- _BRANO PROPOSTO_

══════════════════════════════

Dal sisma di Verona del 1117 a quelli del Belìce del 1968, nella storia del nostro paese il primo mese dell’anno è stato punteggiato più volte da disastrose scosse. Sono state accompagnate, talvolta, dall’innesco di maremoti, come la scossa  del 9 gennaio 1693 nella Val di Noto. Le onde raggiunsero i 15 metri di Altezza ad Augusta e colpirono le coste ioniche della Calabria e lo Stretto di Messina. Fu uno dei più catastrofici terremoti che hanno colpito l’Italia nella storia dell’umanità. Quello sismico costituisce un rischio reale in Italia e occorre attivare con urgenza corrette politiche di prevenzione

L’analisi di ALESSANDRO MARTELLI, ingegnere antisismico

PURTROPPO GENNAIO È un mese in cui l’Italia fu funestata, in passato, da non pochi violenti terremoti, come quelli di Verona del 3 gennaio 1117, della Val di Noto del 9 e dell’11 gennaio 1693, di Foligno del 13 gennaio 1832, della Marsica del 13 gennaio 1915 e del Belìce del 14-15 gennaio 1968.

Il terremoto di Verona, di magnitudo stimata Ms = 6,9, è il più forte evento sismico avvenuto nell’area padana di cui si abbia notizia. Fu talmente violento da causare, oltre a 30.000 vittime, vastissimi danni non solo a Verona e nei territori limitrofi, ma anche in diversi altri centri dell’Italia settentrionale, veneti, emiliani e pure lombardi. A seguito dell’evento maggiormente distruttivo, si verificarono forti repliche per tutto il 1117. Secondo alcuni studiosi, gli epicentri principali in Pianura Padana potrebbero essere stati due: uno nel territorio veronese e l’altro in quello cremonese: si dovrebbero a quest’ultimo il crollo della costruenda cattedrale di Cremona ed altri gravi danni nelle città emiliane.

La sequenza sismica che devastò la Val di Noto nel 1693, in Sicilia (Ms = 6,5), iniziò il 9 gennaio. Il giorno dopo era passato senza forti scosse, la popolazione si illuse che tutto fosse finito, ed invece l’11 gennaio il terremoto iniziò a colpire nuovamente: verso le 9:00 si verificò una seconda forte scossa, seguita da una terza, circa un’ora dopo. L’evento principale, però, fu la tremenda scossa (di magnitudo momento stimata MWs = 7.3÷7,4) che si verificò alle 13:30, provocando pure l’innesco di un maremoto. Si tratta di uno dei terremoti più catastrofici che hanno colpito l’Italia, uno dei più disastrosi della storia dell’umanità.

L’epicentro è stato identificato al largo del porto di Catania, con una profondità ipocentrale di 18 km. Il terremoto fu avvertito in un’area molto vasta, dalla costa africana alla Calabria Settentrionale, alle isole Eolie. Provocò danni abbastanza gravi anche nell’isola di Malta; però, la parte più colpita fu la Sicilia Meridionale, dove il sisma interessò una superficie di circa 5.600 km2. Furono totalmente distrutti oltre 45 centri abitati e le vittime furono almeno 60.000 (di cui 16.000, su 20.000 abitanti, nella sola Catania). Il maremoto fu caratterizzato da onde di altezza massima stimata di 15 metri (ad Augusta), colpì le coste ioniche della Sicilia e lo Stretto di Messina; probabilmente, interessò anche le Isole Eolie. Le scosse di assestamento furono numerosissime (circa 1.500) e si protrassero per circa due anni.

══════════════════════════════

- _CONSEGNA A_
Secondo il brano sui terremoti di gennaio, quante vittime causò il sisma del 1693 nella sola Catania?
- _CONSEGNA B_
Continua il brano sui terremoti di gennaio, riprendendo dopo la sua ultima frase.
Il materiale riportato più avanti non ha alcun ruolo in questo lavoro.

- _RIGHE DEL DATASET_
══════════════════════════════

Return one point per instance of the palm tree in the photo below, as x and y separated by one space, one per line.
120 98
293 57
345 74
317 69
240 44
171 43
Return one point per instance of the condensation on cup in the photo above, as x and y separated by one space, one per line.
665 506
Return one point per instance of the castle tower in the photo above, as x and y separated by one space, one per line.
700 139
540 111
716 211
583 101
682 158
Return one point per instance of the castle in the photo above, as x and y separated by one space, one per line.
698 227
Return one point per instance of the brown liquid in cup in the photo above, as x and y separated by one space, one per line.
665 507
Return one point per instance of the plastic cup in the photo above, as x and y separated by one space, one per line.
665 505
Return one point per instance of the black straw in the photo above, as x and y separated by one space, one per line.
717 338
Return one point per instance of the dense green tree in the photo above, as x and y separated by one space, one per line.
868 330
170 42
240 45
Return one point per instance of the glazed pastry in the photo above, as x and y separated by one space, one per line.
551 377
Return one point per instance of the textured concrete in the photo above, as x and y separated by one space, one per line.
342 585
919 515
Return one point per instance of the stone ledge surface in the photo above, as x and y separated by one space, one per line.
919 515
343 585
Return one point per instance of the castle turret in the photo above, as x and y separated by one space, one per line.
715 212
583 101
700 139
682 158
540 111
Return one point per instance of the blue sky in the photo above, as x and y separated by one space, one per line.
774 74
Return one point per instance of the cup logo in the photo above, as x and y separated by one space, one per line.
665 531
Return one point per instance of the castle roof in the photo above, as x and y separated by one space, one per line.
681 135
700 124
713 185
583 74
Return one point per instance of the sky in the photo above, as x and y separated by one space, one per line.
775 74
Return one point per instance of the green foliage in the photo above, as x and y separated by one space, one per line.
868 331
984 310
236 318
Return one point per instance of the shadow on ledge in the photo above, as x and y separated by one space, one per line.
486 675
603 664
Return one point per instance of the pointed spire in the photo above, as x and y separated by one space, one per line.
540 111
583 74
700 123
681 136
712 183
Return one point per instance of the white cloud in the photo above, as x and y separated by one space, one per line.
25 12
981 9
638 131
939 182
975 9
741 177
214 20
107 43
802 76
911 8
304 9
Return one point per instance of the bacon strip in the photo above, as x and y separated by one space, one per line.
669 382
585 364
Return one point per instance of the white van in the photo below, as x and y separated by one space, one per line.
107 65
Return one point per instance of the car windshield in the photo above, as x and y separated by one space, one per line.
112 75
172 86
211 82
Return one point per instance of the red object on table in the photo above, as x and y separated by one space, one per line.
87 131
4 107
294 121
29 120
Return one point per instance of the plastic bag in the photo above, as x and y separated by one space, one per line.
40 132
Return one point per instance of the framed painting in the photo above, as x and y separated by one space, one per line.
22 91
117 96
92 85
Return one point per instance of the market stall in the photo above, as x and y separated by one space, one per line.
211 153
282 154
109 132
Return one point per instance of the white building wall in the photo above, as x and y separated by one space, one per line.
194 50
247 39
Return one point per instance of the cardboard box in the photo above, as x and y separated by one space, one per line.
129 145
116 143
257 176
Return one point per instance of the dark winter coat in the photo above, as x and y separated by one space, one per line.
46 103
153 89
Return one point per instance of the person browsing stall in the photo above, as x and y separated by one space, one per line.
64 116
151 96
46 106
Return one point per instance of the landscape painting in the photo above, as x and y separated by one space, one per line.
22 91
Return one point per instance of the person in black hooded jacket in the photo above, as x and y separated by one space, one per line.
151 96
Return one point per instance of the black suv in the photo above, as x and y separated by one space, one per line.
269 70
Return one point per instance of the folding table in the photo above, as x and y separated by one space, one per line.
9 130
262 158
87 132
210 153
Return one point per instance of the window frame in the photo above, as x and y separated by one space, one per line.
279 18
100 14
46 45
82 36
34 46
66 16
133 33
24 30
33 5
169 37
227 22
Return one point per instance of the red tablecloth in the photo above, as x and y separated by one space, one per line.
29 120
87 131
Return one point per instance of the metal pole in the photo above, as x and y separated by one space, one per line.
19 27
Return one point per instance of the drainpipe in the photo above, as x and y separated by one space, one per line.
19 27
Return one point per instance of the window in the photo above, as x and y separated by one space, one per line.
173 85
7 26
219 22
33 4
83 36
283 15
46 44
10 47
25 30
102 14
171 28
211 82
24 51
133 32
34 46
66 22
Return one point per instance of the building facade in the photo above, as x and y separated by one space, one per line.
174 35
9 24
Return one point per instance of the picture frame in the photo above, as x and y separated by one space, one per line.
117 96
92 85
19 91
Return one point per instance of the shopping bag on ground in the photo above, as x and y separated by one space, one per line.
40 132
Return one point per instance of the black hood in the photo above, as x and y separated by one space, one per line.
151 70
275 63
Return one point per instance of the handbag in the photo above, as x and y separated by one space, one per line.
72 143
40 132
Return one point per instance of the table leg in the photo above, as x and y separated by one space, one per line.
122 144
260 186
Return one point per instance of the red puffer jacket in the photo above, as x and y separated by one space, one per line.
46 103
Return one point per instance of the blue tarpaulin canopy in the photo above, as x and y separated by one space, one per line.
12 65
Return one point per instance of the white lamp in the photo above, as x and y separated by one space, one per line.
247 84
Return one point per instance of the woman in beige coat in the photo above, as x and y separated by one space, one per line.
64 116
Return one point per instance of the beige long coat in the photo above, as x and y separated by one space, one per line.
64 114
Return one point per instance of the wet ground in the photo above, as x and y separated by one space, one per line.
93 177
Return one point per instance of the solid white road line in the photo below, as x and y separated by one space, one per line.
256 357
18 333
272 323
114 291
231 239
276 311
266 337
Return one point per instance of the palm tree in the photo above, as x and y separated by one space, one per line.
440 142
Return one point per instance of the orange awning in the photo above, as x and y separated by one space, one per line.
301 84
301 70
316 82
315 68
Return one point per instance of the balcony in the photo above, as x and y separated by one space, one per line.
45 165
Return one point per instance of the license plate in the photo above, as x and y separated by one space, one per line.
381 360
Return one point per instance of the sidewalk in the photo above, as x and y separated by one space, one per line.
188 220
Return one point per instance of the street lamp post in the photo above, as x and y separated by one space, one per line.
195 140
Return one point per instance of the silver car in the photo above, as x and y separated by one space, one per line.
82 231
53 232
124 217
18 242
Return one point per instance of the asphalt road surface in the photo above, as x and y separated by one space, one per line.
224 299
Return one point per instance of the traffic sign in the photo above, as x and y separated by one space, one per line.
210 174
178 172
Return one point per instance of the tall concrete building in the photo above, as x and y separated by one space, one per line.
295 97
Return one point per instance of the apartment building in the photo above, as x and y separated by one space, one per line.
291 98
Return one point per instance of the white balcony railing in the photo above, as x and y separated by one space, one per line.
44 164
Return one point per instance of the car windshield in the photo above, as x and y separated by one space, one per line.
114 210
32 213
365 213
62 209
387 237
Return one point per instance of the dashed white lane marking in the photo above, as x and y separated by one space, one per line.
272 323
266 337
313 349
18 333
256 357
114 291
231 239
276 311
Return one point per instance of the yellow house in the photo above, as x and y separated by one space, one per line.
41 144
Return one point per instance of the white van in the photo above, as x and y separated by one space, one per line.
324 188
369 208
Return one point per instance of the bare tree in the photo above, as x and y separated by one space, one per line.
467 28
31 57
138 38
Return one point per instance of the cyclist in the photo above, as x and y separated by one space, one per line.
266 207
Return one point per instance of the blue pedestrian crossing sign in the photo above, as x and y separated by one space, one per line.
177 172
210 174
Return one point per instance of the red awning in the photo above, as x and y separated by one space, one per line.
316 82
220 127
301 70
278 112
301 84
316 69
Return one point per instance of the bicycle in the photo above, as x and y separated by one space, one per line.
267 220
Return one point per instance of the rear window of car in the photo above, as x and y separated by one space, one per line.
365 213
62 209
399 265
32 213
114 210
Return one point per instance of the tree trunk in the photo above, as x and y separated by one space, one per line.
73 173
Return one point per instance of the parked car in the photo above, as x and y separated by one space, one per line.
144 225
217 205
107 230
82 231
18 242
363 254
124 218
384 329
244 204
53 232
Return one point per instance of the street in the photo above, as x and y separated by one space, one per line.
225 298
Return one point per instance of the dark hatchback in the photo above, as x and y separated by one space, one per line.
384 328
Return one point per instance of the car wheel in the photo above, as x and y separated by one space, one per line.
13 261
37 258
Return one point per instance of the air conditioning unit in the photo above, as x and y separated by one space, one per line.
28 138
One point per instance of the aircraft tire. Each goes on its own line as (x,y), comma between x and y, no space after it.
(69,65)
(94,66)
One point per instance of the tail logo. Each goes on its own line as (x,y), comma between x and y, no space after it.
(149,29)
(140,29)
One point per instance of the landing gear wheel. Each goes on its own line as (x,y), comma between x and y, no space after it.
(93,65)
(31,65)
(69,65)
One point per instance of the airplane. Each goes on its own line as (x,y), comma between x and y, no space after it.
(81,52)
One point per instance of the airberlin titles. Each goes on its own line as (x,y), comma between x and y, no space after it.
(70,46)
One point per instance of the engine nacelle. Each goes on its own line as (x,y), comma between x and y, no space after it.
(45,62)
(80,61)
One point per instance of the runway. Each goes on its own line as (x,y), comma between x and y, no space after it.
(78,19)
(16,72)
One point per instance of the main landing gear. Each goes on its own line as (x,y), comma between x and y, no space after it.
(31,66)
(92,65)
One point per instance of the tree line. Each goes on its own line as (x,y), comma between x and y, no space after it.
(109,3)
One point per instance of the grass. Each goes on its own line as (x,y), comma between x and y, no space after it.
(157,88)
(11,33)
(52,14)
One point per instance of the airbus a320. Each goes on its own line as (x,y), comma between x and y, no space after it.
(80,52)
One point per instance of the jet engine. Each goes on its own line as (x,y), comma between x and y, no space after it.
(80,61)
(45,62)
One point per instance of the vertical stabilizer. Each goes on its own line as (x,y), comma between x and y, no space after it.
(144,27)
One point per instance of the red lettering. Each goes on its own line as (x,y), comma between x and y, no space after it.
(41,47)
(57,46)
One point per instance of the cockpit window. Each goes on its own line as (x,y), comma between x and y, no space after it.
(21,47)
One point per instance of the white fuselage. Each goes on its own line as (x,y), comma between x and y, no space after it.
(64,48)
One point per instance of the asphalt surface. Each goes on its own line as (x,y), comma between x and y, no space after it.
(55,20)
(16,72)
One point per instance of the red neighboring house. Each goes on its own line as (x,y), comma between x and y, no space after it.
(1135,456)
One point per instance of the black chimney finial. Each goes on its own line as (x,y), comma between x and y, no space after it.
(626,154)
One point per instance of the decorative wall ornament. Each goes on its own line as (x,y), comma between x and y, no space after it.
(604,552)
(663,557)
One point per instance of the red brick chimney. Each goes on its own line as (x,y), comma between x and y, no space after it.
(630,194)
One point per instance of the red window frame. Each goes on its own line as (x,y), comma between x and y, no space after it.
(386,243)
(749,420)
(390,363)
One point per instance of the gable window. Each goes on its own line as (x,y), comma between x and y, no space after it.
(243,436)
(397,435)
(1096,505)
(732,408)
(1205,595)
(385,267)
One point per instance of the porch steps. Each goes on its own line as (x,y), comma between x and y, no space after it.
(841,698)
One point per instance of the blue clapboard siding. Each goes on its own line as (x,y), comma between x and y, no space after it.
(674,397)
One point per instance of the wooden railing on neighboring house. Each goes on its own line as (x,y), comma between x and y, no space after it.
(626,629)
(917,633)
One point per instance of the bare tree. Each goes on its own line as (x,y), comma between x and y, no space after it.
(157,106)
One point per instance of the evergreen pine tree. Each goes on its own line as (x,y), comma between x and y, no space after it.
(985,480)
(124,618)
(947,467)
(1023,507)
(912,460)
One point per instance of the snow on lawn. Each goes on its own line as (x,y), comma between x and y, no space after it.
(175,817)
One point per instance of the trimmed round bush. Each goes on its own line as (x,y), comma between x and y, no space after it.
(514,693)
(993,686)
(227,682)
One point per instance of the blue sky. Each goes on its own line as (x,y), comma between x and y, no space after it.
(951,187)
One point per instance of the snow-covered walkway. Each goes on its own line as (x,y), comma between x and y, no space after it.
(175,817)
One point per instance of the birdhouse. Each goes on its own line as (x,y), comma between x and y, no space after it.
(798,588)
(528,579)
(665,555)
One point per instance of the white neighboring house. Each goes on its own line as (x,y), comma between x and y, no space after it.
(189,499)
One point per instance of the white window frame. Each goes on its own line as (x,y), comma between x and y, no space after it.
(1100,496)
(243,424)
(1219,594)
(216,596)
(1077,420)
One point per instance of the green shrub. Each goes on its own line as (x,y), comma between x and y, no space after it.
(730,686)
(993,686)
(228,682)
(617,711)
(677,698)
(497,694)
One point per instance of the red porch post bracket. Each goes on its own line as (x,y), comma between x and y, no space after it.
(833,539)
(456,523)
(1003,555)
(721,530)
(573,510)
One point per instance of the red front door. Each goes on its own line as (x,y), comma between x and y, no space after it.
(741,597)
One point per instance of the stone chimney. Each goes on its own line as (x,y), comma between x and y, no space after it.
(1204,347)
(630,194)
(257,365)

══════════════════════════════

- _RISPOSTA A_
Nella sola Catania le vittime furono 16.000, su 20.000 abitanti.

- _RISPOSTA B_
Il terremoto di Foligno (magnitudo momento MWs = 6,3) fu avvertito distintamente in tutto il Centro Italia il 13 gennaio (da Roma ed Ancona fino a Lucca, Firenze e Ferrara). Si trattò della più violenta di una serie di scosse iniziata il 27 ottobre 1831, con un primo evento che aveva causato danni pure a Foligno. Il terremoto del 13 gennaio 1832 fu talmente violento da distruggere la quasi totalità delle abitazioni di molte città della valle umbra nord. Provocò enormi danni al patrimonio storico-artistico e molti crolli anche di strutture private, in una vasta area intorno a Foligno. Si registrarono, inoltre, crolli o danni significativi ad Assisi, a Perugia, a Spello, a Trevi ed in altri centri. Alla scossa principale del 13 gennaio seguirono numerosissime repliche, che resero difficile la ricostruzione immediata e che non cessarono fino al 19 aprile. Alcune di queste peggiorarono fortemente le condizioni degli edifici già danneggiati. La sola scossa principale causò almeno 40 vittime, ma forse molte di più (anche indirettamente, poiché le condizioni degli sfollati costretti all’addiaccio erano aggravate dal freddo dell’inverno).

Il terremoto della Marsica (o di Avezzano) avvenne pochi mesi prima dell’ingresso dell’Italia nella prima guerra mondiale, il 13 gennaio. Per la sua forza distruttiva ed il numero di vittime da esso causato, è classificato tra i principali sismi avvenuti in Italia (MWs = 7,0). Si verificò senza esser preceduto da alcun evento premonitore tale da creare allarme. Devastò la Marsica e le aree laziali limitrofe, cancellando interi paesi, radendo al suolo completamente Avezzano e causando più di 30.500 morti, in diverse province del Centro Italia. Nella sola Avezzano perirono quasi 11.000 persone, su 13.000 abitanti. Il sisma colpì, oltre al Lazio, anche le Marche e parte della Campania e fu avvertito dalla Pianura Padana alla Basilicata.

Nonostante la scossa avesse procurato danni pure nella capitale, il governo Salandra tardò molto a comprendere quanto vasta fosse l’area colpita e quanto drammatica fosse la situazione: l’allarme fu lanciato solo dodici ore dopo. I primi soccorsi, inadeguati, raggiunsero le aree colpite solo all’alba del 14 gennaio, anche a causa dell’impraticabilità della linea ferroviaria e delle strade, a causa di frane e di macerie indotte dal sisma.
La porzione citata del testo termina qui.